::: RECORDS TO PROCESS :::
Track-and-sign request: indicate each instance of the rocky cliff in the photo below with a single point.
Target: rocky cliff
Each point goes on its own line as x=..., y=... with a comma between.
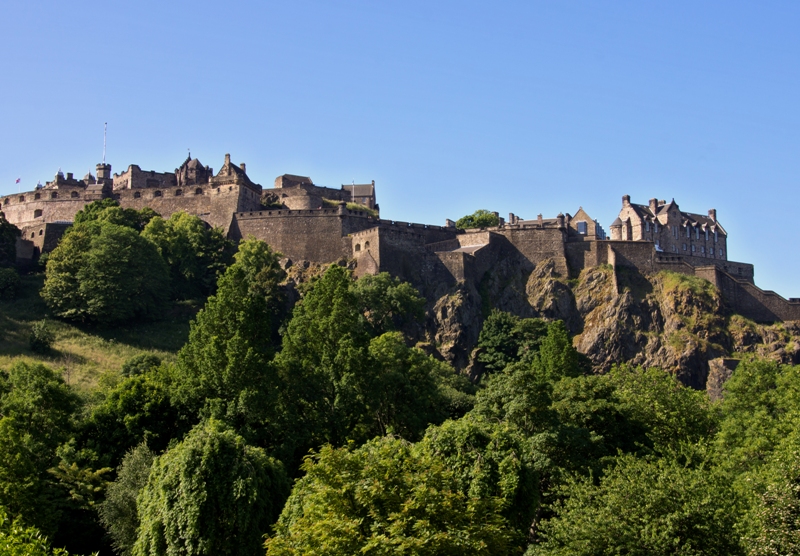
x=673, y=321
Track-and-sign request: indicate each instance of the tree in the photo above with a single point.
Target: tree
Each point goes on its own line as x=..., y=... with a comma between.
x=37, y=411
x=105, y=273
x=212, y=494
x=226, y=364
x=196, y=254
x=8, y=241
x=387, y=497
x=647, y=508
x=119, y=511
x=506, y=339
x=481, y=218
x=388, y=303
x=108, y=210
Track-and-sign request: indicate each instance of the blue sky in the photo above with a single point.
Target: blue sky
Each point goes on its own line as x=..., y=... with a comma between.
x=524, y=107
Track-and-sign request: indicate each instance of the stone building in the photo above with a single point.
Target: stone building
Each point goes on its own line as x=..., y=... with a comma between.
x=304, y=221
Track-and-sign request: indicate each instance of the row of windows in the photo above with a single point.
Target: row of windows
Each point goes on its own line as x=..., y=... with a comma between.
x=675, y=231
x=37, y=196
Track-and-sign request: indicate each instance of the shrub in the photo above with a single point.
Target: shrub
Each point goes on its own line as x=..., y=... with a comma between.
x=9, y=283
x=41, y=337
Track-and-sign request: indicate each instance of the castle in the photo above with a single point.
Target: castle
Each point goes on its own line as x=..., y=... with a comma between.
x=304, y=221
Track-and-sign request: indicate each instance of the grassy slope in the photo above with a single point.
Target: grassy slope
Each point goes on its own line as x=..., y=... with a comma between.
x=85, y=354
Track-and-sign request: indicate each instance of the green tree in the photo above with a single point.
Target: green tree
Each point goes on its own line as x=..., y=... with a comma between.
x=226, y=364
x=108, y=210
x=388, y=497
x=16, y=539
x=119, y=511
x=506, y=339
x=8, y=241
x=481, y=218
x=38, y=412
x=105, y=273
x=195, y=253
x=212, y=494
x=388, y=303
x=647, y=508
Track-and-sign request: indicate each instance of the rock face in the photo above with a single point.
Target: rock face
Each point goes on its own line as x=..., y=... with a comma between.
x=673, y=321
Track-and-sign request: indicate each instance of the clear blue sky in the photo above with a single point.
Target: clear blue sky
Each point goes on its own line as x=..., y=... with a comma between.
x=524, y=107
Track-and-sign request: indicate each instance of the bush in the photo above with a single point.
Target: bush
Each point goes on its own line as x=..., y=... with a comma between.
x=9, y=283
x=140, y=364
x=41, y=337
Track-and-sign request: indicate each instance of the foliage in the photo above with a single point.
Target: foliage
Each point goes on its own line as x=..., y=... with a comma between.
x=506, y=338
x=118, y=512
x=387, y=497
x=105, y=273
x=37, y=411
x=140, y=364
x=489, y=460
x=481, y=218
x=195, y=253
x=8, y=242
x=41, y=337
x=646, y=508
x=225, y=365
x=9, y=283
x=388, y=303
x=18, y=540
x=211, y=494
x=108, y=210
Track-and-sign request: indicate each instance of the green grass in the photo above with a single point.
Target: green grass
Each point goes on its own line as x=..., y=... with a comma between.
x=84, y=354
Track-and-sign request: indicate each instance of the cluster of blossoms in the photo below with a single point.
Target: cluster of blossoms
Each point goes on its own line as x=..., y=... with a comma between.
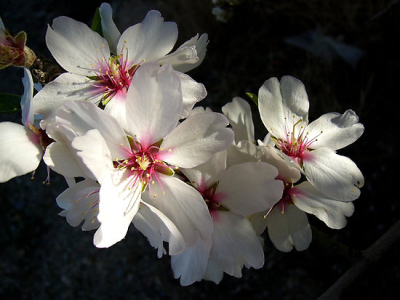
x=121, y=127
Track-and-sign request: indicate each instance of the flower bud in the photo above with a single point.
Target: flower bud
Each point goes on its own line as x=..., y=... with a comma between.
x=13, y=51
:::
* **EXERCISE**
Return each line exactly as written. Any picture gets left out.

* **REPLY TO THE EXERCISE**
Track-and-sign request: indicate each instance of the rocky cliff in the photo below with a single point.
Target: rocky cliff
Each point goes on its own line as x=..., y=... with a comma between.
x=673, y=321
Track-and-sign request: indicate each instance of the tree in the photo above with a single point.
Target: tree
Each point goes on its own line as x=..., y=... with a comma between.
x=37, y=411
x=105, y=273
x=212, y=494
x=226, y=364
x=196, y=254
x=8, y=241
x=387, y=497
x=647, y=508
x=119, y=511
x=506, y=339
x=481, y=218
x=388, y=303
x=108, y=210
Track-and-sign request: indicate each instance of the blue sky in the photo above with a single point.
Target: blue sky
Each point goes on its own line as x=..., y=... with a comma between.
x=524, y=107
Track-and-sign request: indicate each instance of the stone building in the photo above with a single point.
Target: stone building
Each point goes on its own line as x=..., y=... with a comma between.
x=304, y=221
Track-and-sign request: indicate each instance of the row of windows in the photo above with a single point.
Target: row of windows
Each point goes on its own line as x=..., y=... with a comma between.
x=675, y=231
x=37, y=196
Track-and-sign request: indicate each instance of the shrub in the photo above with a single point.
Target: shrub
Each point goes on its own line as x=..., y=... with a comma between.
x=9, y=283
x=41, y=337
Track-and-sign request: indicate each instance of the castle in the photo above with a single point.
Target: castle
Each point goes on its own line as x=..., y=... with a comma between.
x=304, y=221
Track-and-sign request: indicate each instance of the grassy slope in the photo above with a single point.
Target: grassy slope
Each point goes on its own line as x=..., y=... with a comma between.
x=85, y=354
Track-and-sign request: indicate each instance of the green tree in the photo above with a single point.
Target: green tree
Each point goes on its own line as x=..., y=... with a comma between.
x=226, y=364
x=108, y=210
x=388, y=497
x=16, y=539
x=119, y=511
x=506, y=339
x=8, y=241
x=481, y=218
x=38, y=412
x=105, y=273
x=195, y=253
x=212, y=494
x=388, y=303
x=647, y=508
Track-and-sign request: indicate each instance of the rock face in the photo above with a single point.
Target: rock face
Each point goes on its own line as x=..., y=... with a comma between.
x=673, y=321
Track-and-sign request: indicate each instance of the clear blue sky in the photo above with a single point.
Target: clear blue sky
Each point goes on its own line as x=..., y=... with a comma between.
x=524, y=107
Track-and-sign request: indicate each instance of the bush in the photo above with a single point.
Target: bush
Each point goes on its own line as x=..., y=... with a comma between.
x=9, y=283
x=140, y=364
x=41, y=337
Track-and-sign request: indicate each instance of the foliage in the photo above with a single point.
Target: foliage
Each point goes on its own line as x=..., y=... with a comma between.
x=506, y=338
x=118, y=512
x=387, y=497
x=105, y=273
x=37, y=411
x=140, y=364
x=489, y=460
x=481, y=218
x=195, y=253
x=8, y=242
x=41, y=337
x=646, y=508
x=225, y=365
x=9, y=283
x=388, y=303
x=18, y=540
x=211, y=494
x=108, y=210
Track-and-sign request: indicate each instance of the green grass in the photo above with a single point.
Target: green grass
Each point goes on its own line as x=..., y=... with a comma between.
x=84, y=354
Track-and-sign request: indicate each instance of the cluster of blossoms in the photo below with a single point.
Target: cluster of blossoms
Each point goes on its own line as x=..., y=... with a comma between.
x=121, y=127
Track-and-sign request: indicate each instance of the flower bud in the photo above with a single point.
Target: flower bud
Each point goes on its own line as x=..., y=... with a comma between.
x=13, y=51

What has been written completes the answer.